**Your task**. Nothing but the lines from the one with "Reviewer note: check that every instance of the background" through the last line of the entries below should appear in the copy, please, and no pictures.

**Data records**.
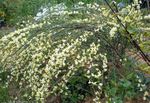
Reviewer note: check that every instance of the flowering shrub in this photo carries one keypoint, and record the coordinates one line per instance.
(43, 57)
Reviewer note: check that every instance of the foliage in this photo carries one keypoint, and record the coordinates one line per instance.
(80, 46)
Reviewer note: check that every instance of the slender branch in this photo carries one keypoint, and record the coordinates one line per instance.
(132, 41)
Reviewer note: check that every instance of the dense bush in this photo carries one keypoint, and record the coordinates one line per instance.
(78, 53)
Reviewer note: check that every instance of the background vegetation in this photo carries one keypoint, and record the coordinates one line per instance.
(79, 55)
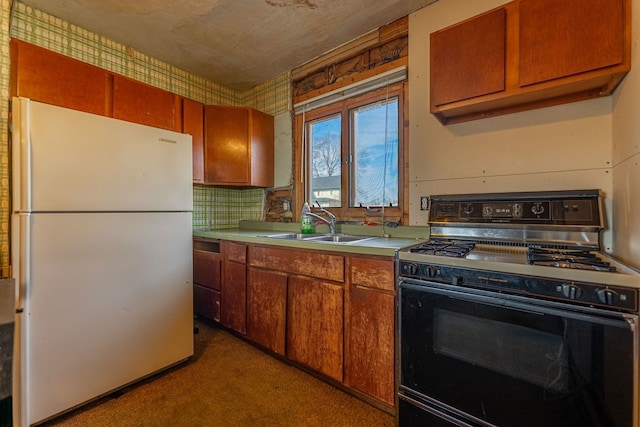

**Task output**.
Reviewer note: check that every instance of the background vegetation in this photo carries one keypoint, and record the coordinates one line per instance.
(79, 55)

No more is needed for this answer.